What you will do:
The lines from the one containing "One marker serves each instance of the small glass" through the end of the entries are what to output; reproduce them exactly and add nothing.

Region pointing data
<<<<
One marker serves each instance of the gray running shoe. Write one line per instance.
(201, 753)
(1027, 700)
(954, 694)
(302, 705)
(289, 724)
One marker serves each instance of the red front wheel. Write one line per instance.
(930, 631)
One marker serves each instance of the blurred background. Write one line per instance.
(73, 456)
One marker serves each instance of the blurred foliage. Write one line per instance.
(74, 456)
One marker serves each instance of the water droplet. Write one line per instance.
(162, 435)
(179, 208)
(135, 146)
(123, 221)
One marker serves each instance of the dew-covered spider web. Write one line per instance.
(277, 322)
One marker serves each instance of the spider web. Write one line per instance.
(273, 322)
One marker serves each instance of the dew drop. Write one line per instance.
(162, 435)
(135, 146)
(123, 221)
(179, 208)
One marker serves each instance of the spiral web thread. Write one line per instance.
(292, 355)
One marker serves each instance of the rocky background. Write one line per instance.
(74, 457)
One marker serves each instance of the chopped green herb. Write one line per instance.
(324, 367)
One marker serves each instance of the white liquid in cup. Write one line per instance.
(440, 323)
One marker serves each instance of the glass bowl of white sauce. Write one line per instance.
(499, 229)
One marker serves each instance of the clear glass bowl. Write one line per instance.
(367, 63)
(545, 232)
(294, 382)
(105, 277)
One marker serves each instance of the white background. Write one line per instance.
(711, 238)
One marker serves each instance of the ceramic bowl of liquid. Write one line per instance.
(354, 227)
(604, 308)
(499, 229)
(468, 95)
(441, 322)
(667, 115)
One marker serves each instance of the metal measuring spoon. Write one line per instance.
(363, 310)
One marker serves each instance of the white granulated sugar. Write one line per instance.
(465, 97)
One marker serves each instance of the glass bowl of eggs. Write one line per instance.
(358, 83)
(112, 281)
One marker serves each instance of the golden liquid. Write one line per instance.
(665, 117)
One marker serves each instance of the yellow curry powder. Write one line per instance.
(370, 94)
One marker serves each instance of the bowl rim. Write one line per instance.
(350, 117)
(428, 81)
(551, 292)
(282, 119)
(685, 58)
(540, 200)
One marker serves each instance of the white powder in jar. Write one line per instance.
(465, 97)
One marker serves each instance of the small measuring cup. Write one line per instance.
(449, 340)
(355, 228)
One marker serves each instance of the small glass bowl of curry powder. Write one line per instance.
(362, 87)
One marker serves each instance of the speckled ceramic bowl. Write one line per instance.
>>>>
Reply:
One marker serves each instance of the small glass bowl of curry powder. Write one line per instance.
(362, 87)
One marker serves each instance of the speckled ceramic bowl. Write one line per instance.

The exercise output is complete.